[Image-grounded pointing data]

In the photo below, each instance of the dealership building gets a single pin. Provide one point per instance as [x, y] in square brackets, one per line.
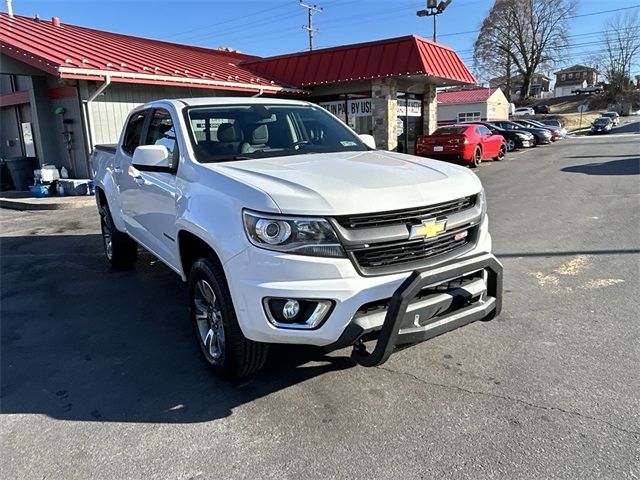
[65, 88]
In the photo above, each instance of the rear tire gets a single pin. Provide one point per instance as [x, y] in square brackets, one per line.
[511, 145]
[119, 248]
[477, 158]
[223, 345]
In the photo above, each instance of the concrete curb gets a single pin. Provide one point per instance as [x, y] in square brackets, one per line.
[36, 204]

» Task prompt:
Each line of the data must be restated exactly, and the pictures must be left out.

» Solution for this problem:
In the photo below, each instance of the dealership building gets a single pin. Provide one point per instance as [x, y] in square brackets, one per line.
[65, 88]
In the photo above, each instance of the rear tire gets a single pin. Provide one point per instance as [x, y] in square brackets, one per line.
[511, 145]
[119, 248]
[477, 158]
[223, 345]
In the photo above, each instance of the concrete curb gets a single pin. Provide one point per instance as [x, y] in square brackets, one per line.
[36, 204]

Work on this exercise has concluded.